» **Stated exercise A**
In the message, write out the stretch from "From: Amit Kapila" to "for coming in!", replacing "walsender" with "WAL sender".
» **Stated exercise B**
Count the lines of the records that contain the string "open", and give only the number.

» **Page**

___

Re: walsender timeout on logical replication set

From: Amit Kapila <amit(dot)kapila16(at)gmail(dot)com>
To: Kyotaro Horiguchi <horikyota(dot)ntt(at)gmail(dot)com>
Cc: abhishek(dot)bhola(at)japannext(dot)co(dot)jp, PostgreSQL Hackers <pgsql-hackers(at)lists(dot)postgresql(dot)org>
Subject: Re: walsender timeout on logical replication set
Date: 2021-09-17 10:16:48
Message-ID: CAA4eK1KK4bmTx6A6TGkcaESwzQfxgOvafdLtFfSoCsY6jwWfzg@mail.gmail.com
Views: Raw Message | Whole Thread | Download mbox | Resend email
Thread:
Lists: pgsql-hackers

On Fri, Sep 17, 2021 at 12:48 PM Kyotaro Horiguchi
<horikyota(dot)ntt(at)gmail(dot)com> wrote:
>
> Thank you vary much for coming in!
>
> At Fri, 17 Sep 2021 10:18:11 +0530, Amit Kapila <amit(dot)kapila16(at)gmail(dot)com> wrote in
> > On Mon, Sep 13, 2021 at 7:01 AM Kyotaro Horiguchi
> > <horikyota(dot)ntt(at)gmail(dot)com> wrote:
> > >
> > > Hello.

___

» **Data rows**
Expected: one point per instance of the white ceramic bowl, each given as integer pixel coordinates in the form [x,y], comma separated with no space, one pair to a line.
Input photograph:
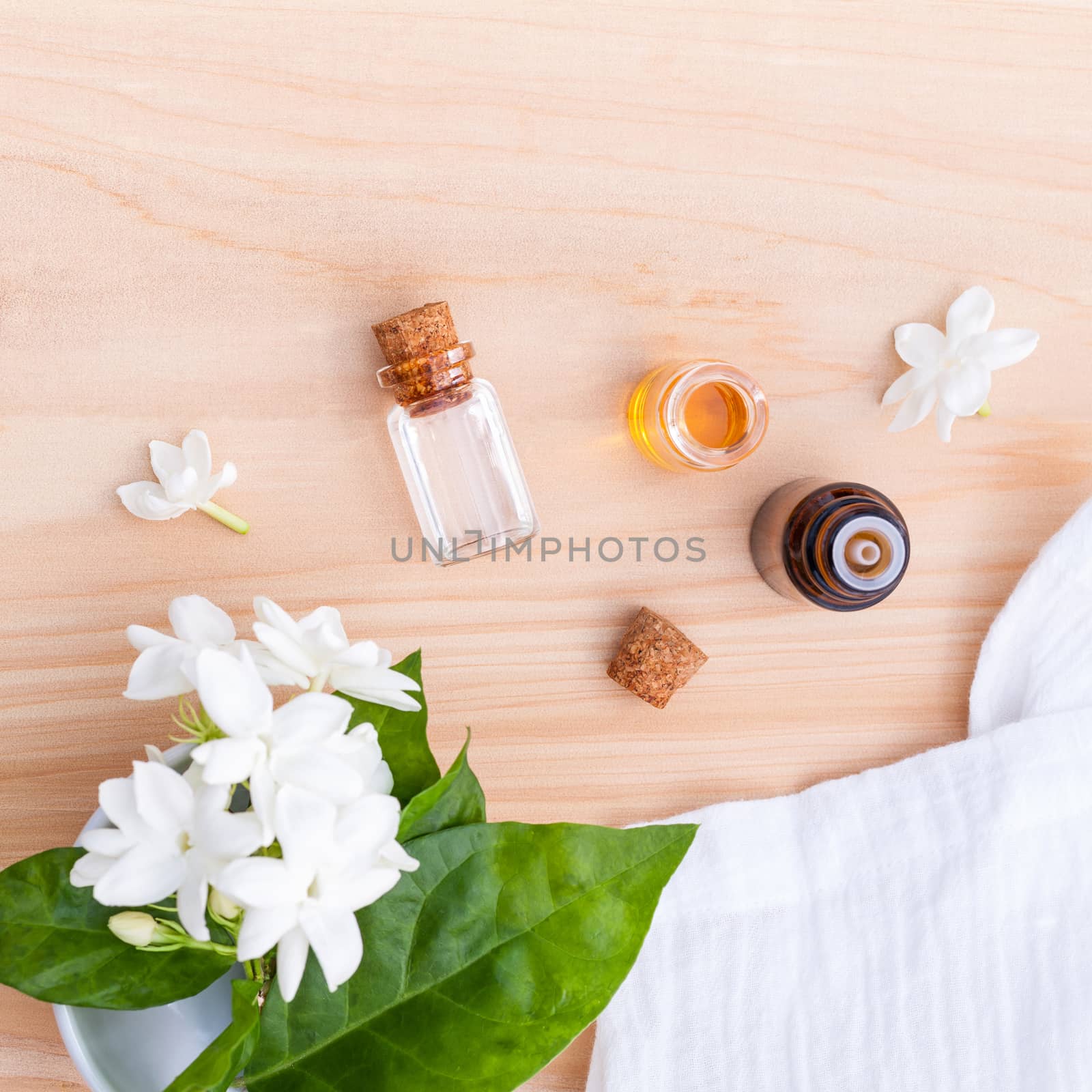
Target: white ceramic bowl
[143,1051]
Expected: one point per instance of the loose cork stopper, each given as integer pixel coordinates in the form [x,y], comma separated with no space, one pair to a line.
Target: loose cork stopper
[655,659]
[420,332]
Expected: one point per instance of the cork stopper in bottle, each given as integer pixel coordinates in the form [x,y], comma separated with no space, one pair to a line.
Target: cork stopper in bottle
[420,332]
[424,355]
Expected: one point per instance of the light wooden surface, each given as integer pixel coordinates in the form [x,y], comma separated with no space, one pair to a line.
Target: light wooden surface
[205,205]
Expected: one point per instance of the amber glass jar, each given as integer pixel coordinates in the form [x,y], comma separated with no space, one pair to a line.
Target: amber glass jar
[840,545]
[704,415]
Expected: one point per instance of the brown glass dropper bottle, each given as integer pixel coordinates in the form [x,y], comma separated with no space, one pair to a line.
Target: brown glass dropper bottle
[838,545]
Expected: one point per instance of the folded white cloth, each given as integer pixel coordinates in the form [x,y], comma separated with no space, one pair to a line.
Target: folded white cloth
[922,928]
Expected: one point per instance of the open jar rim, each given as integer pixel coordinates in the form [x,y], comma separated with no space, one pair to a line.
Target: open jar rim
[699,374]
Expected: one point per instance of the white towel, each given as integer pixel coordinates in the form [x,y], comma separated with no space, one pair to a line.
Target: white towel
[922,928]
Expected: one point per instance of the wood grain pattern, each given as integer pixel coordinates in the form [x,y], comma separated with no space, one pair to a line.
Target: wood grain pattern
[205,205]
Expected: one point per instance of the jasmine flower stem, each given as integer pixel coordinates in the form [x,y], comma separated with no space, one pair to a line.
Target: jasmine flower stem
[223,516]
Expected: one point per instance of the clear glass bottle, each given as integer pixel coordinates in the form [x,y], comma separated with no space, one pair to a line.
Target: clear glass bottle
[453,445]
[704,415]
[840,545]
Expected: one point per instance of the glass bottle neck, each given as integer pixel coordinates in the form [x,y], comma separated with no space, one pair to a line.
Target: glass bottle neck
[425,377]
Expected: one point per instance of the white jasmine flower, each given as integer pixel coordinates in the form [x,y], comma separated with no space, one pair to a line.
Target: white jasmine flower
[134,928]
[165,665]
[167,839]
[953,371]
[332,866]
[186,484]
[315,650]
[269,748]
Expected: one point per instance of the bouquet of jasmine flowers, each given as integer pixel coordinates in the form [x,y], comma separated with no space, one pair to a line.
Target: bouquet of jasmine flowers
[390,937]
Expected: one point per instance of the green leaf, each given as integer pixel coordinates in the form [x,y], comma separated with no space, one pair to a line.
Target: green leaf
[402,736]
[221,1062]
[480,966]
[455,801]
[55,945]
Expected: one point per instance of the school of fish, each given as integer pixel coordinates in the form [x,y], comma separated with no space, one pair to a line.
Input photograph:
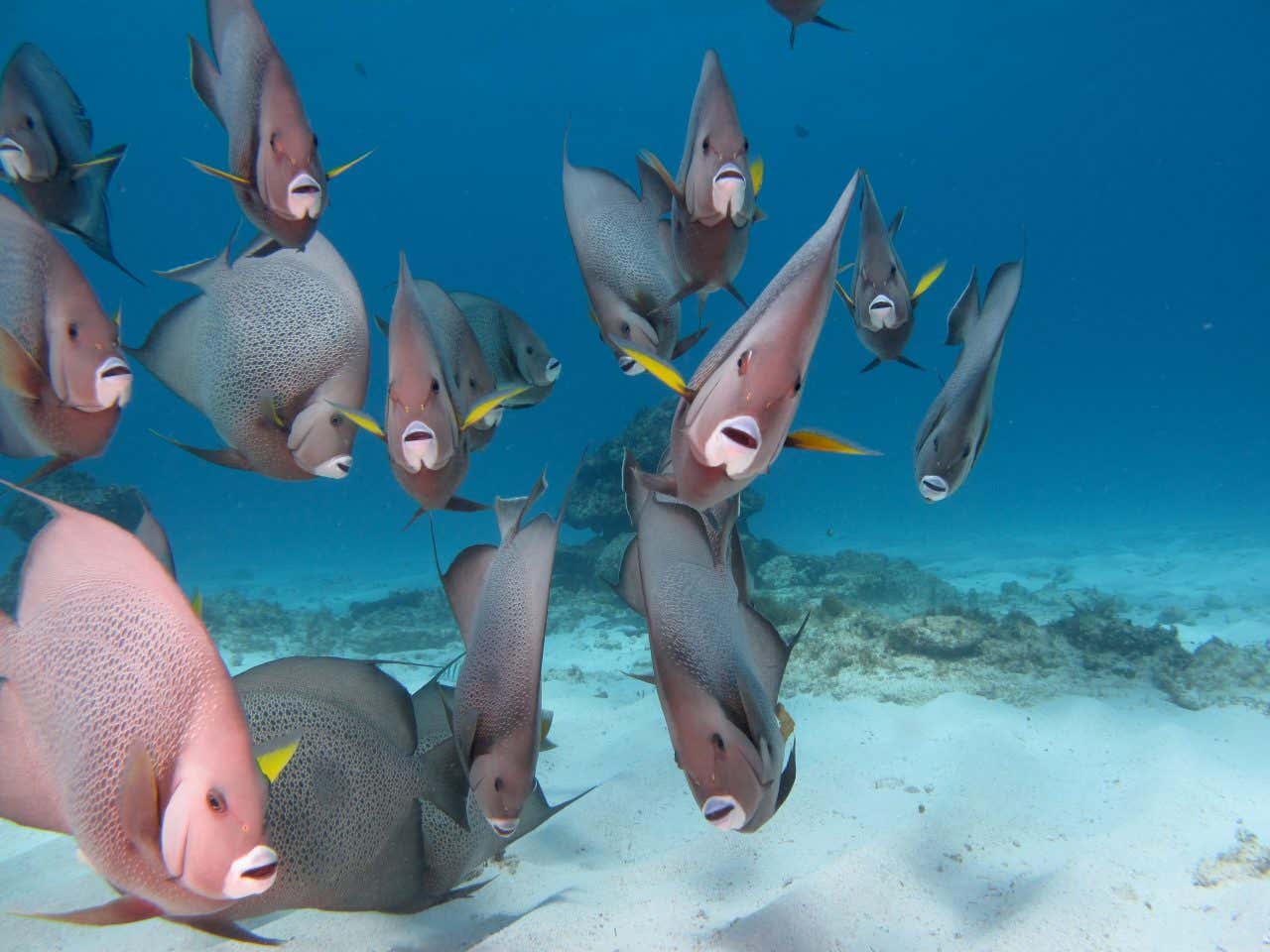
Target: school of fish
[320,782]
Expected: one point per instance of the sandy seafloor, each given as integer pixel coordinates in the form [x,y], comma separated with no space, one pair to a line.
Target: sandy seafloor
[1109,821]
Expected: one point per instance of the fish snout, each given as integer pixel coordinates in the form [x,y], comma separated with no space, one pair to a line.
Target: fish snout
[334,468]
[729,189]
[14,159]
[504,826]
[420,445]
[724,812]
[252,874]
[113,384]
[304,197]
[881,312]
[734,444]
[934,488]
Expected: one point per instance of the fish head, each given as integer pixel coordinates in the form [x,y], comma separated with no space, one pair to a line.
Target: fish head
[502,780]
[320,438]
[212,829]
[85,362]
[716,157]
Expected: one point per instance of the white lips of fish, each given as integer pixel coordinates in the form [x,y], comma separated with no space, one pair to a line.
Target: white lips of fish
[729,189]
[881,312]
[252,874]
[724,812]
[14,159]
[420,445]
[334,468]
[734,444]
[304,197]
[934,488]
[113,384]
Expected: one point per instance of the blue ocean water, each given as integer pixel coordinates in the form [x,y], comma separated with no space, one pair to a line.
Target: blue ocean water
[1125,141]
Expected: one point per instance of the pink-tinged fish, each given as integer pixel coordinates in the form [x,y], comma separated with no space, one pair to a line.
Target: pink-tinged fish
[734,416]
[119,726]
[799,12]
[716,662]
[63,376]
[714,193]
[46,151]
[275,167]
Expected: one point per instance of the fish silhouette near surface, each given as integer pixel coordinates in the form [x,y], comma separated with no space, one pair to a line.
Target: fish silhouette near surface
[955,428]
[273,164]
[63,375]
[119,726]
[46,151]
[264,352]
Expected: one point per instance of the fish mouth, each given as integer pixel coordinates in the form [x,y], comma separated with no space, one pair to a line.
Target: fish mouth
[934,488]
[881,312]
[335,468]
[504,826]
[724,812]
[304,197]
[113,384]
[252,874]
[734,444]
[420,445]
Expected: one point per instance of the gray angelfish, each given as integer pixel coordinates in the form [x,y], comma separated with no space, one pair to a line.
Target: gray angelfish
[499,599]
[46,151]
[717,662]
[273,163]
[715,191]
[513,350]
[264,352]
[63,376]
[624,253]
[955,428]
[734,416]
[799,12]
[881,302]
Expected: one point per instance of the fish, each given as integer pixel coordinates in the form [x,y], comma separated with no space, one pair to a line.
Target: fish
[119,726]
[499,598]
[273,163]
[429,449]
[513,350]
[63,376]
[264,350]
[345,816]
[46,151]
[626,262]
[955,428]
[881,302]
[799,12]
[714,193]
[734,416]
[477,400]
[717,662]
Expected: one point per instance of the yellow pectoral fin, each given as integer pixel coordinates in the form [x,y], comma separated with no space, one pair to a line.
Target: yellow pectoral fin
[756,175]
[340,169]
[359,417]
[929,278]
[272,762]
[490,403]
[218,175]
[661,370]
[826,443]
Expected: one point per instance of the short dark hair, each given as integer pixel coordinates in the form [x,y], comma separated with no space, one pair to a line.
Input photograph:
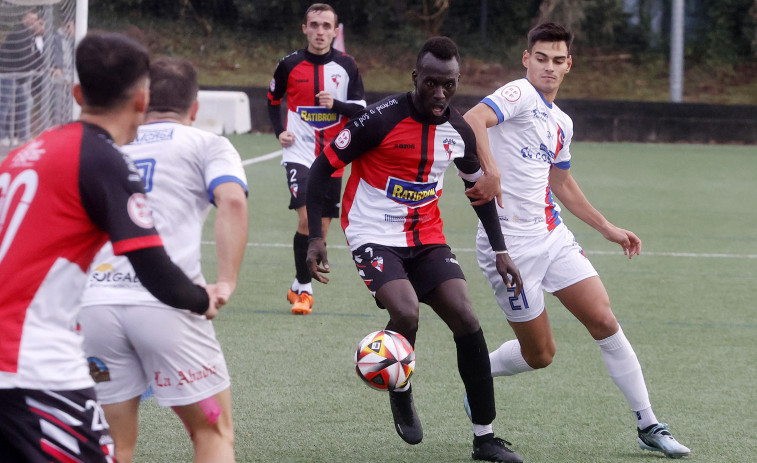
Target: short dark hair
[441,47]
[320,7]
[173,85]
[109,66]
[550,32]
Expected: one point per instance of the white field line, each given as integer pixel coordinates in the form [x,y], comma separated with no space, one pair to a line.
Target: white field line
[262,158]
[589,253]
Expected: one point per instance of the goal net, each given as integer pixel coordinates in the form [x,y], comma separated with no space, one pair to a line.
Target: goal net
[37,72]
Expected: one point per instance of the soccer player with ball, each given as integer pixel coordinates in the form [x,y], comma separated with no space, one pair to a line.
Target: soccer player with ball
[529,138]
[400,149]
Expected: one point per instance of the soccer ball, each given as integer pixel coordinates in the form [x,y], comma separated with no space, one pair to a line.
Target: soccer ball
[385,360]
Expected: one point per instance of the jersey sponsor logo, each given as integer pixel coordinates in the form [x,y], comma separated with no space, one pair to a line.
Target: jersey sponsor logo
[342,140]
[183,378]
[411,194]
[152,136]
[543,154]
[511,93]
[28,155]
[404,146]
[104,275]
[449,146]
[541,115]
[318,116]
[139,211]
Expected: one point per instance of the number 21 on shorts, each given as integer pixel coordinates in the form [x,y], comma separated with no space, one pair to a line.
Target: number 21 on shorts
[517,303]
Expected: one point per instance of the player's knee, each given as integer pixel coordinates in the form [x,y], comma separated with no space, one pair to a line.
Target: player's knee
[404,322]
[603,326]
[542,358]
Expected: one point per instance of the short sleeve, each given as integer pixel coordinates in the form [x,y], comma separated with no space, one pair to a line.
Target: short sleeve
[113,196]
[222,165]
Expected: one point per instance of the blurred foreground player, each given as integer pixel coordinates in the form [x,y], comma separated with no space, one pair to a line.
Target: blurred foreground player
[62,196]
[186,171]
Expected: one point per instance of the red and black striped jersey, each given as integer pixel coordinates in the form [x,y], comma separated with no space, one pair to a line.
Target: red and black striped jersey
[299,77]
[399,158]
[62,196]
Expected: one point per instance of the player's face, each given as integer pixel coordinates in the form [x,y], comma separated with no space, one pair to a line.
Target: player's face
[320,31]
[435,84]
[546,65]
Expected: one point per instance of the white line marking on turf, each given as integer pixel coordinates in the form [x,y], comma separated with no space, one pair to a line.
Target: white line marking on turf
[605,253]
[262,158]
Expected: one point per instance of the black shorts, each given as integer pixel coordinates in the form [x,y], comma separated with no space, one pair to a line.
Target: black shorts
[297,180]
[426,267]
[43,426]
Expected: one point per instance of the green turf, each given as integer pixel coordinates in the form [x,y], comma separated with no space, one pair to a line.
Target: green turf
[686,304]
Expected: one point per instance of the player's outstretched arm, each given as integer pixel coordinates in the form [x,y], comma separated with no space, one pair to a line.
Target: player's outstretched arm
[231,237]
[565,187]
[159,275]
[480,117]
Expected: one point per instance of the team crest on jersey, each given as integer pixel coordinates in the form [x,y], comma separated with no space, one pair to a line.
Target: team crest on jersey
[511,93]
[378,263]
[411,194]
[139,211]
[318,117]
[343,139]
[449,146]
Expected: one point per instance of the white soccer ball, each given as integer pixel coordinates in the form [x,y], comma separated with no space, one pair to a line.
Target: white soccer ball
[385,360]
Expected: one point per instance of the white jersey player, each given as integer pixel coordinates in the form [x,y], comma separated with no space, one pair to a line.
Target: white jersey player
[130,347]
[529,138]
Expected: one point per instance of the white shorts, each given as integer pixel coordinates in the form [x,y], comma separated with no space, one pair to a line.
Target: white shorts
[131,348]
[548,262]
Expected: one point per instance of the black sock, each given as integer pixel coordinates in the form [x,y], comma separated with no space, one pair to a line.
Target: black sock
[475,371]
[300,257]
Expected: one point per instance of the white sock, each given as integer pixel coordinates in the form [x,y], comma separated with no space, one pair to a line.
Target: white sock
[625,371]
[508,360]
[482,429]
[306,288]
[645,418]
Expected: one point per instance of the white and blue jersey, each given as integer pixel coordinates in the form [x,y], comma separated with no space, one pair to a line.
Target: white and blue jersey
[180,167]
[531,137]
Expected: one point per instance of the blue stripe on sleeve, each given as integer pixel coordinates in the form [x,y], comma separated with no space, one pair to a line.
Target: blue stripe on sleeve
[488,102]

___

» **Task result A**
From: Amit Kapila <amit(dot)kapila16(at)gmail(dot)com>
To: Kyotaro Horiguchi <horikyota(dot)ntt(at)gmail(dot)com>
Cc: abhishek(dot)bhola(at)japannext(dot)co(dot)jp, PostgreSQL Hackers <pgsql-hackers(at)lists(dot)postgresql(dot)org>
Subject: Re: WAL sender timeout on logical replication set
Date: 2021-09-17 10:16:48
Message-ID: CAA4eK1KK4bmTx6A6TGkcaESwzQfxgOvafdLtFfSoCsY6jwWfzg@mail.gmail.com
Views: Raw Message | Whole Thread | Download mbox | Resend email
Thread:
Lists: pgsql-hackers

On Fri, Sep 17, 2021 at 12:48 PM Kyotaro Horiguchi
<horikyota(dot)ntt(at)gmail(dot)com> wrote:
>
> Thank you vary much for coming in!

» **Task result B**
2